### Trecho do documento

BRASIL, O ELO PERDIDO
O
ano de 2014 está perdido para a indústria, anunciou a Fiesp em abril,
oito meses antes do fim do período, aparentemente sem surpreender
ninguém. O índice de confiança dos empresários do setor medido pela FGV
caiu para menos de 100 pontos, o mesmo nível atingido na grande
depressão mundial de 2009.
Dificuldades (e avanços) acumularam-se
nos últimos anos, mas as principais agruras do setor vêm de décadas
atrás. Estudos recentes apontam uma das consequências da crise crônica
da indústria: o Brasil distanciou-se dos padrões internacionais e hoje,
exceto no caso de algumas empresas, é um elo partido das grandes cadeias
de fornecimento globais, também chamadas de cadeias produtivas ou de
valor. A situação é preocupante, mas o País tem condições de resolvê-la,
asseguram as análises.
Uma cadeia de fornecimento global é o
conjunto de empresas de diferentes países envolvidos nas diversas etapas
de produção de um bem ou serviço, da produção ao marketing e à
distribuição. O Ford Escort produzido em 1981 na Europa com peças de
várias procedências é considerado o primeiro carro mundial fabricado
nesse sistema. O iPhone e o iPad são exemplos recentes de utilização da
mesma lógica de suprimento.

Registros de anotação de pontos
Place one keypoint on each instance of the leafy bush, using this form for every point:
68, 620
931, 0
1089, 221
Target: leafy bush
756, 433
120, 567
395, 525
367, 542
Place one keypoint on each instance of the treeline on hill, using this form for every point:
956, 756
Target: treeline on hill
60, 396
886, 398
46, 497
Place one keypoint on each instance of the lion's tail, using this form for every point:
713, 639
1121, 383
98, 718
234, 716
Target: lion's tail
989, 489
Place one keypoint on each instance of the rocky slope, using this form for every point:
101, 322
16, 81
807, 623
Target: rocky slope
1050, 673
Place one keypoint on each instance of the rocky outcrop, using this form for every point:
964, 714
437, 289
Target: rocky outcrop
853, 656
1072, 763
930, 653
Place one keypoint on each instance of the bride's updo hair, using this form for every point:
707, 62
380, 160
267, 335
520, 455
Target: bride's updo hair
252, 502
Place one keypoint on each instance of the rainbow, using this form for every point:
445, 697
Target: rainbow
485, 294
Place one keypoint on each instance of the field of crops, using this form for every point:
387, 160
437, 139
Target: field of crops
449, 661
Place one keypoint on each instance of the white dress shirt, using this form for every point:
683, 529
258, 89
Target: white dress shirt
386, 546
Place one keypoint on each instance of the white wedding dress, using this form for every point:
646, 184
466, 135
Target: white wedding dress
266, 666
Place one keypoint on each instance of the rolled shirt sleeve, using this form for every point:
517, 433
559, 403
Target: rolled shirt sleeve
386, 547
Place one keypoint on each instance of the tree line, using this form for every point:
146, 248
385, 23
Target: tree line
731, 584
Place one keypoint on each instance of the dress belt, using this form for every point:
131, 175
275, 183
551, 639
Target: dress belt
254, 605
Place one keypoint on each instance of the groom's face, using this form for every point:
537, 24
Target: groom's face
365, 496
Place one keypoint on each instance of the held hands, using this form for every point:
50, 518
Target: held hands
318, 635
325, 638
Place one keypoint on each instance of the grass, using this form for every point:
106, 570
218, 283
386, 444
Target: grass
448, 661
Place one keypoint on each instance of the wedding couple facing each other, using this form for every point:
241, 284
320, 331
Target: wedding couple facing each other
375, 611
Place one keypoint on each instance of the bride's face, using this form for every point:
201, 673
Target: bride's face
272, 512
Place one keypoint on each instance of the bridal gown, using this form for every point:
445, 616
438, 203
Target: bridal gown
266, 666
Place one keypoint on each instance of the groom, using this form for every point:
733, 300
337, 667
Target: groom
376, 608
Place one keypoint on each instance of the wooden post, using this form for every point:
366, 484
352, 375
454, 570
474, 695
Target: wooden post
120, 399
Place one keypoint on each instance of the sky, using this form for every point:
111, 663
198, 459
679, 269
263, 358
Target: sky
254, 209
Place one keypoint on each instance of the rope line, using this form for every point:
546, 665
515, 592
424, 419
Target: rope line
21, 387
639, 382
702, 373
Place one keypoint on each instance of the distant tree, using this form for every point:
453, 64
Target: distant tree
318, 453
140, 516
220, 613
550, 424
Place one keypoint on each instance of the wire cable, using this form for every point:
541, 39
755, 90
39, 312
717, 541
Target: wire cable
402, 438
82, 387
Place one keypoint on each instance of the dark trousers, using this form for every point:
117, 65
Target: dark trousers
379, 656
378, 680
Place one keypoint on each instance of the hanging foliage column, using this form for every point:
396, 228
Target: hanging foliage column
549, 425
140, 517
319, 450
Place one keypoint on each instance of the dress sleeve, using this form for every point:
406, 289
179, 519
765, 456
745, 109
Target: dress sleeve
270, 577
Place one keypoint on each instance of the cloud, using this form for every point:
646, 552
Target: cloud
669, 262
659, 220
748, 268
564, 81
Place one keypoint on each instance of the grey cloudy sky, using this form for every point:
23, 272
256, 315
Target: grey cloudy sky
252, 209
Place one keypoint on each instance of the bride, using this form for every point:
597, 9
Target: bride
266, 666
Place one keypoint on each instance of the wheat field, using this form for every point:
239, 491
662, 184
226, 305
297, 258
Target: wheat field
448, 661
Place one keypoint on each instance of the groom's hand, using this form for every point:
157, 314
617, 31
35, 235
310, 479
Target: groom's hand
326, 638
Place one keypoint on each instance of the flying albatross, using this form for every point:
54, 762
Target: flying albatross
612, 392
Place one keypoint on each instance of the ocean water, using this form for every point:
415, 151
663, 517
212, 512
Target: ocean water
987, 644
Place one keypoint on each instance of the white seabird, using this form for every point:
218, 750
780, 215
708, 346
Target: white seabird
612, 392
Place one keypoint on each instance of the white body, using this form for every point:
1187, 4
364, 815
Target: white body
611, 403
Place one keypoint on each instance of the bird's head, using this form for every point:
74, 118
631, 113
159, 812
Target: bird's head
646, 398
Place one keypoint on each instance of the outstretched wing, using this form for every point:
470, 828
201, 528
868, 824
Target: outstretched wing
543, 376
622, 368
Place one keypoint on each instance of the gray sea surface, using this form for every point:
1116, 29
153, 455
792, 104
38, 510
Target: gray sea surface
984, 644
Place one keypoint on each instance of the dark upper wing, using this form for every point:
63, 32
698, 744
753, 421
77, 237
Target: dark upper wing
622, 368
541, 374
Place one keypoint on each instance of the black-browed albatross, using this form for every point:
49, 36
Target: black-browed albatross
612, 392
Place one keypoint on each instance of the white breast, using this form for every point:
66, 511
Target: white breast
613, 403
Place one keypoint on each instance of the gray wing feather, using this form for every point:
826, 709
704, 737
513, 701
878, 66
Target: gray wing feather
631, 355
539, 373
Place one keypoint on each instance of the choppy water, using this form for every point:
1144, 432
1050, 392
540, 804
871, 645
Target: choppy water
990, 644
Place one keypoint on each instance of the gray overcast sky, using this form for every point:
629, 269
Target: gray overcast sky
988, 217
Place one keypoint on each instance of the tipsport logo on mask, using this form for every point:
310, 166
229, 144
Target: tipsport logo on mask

### Suas instruções
Reescreva em forma de lista o parágrafo do texto sobre a indústria brasileira que começa com "Dificuldades (e avanços)". Mantenha os fatos principais.

### Resultado do exercício
- Nos últimos anos, o setor acumulou dificuldades e também avanços, mas seus principais problemas vêm de décadas atrás.
- Segundo estudos recentes, uma das consequências da crise crônica da indústria é que o Brasil se distanciou dos padrões internacionais.
- Com exceção de algumas empresas, o país é hoje um elo partido das grandes cadeias globais de fornecimento, também chamadas de cadeias produtivas ou de valor.
- A situação é preocupante, mas as análises asseguram que o País tem condições de resolvê-la.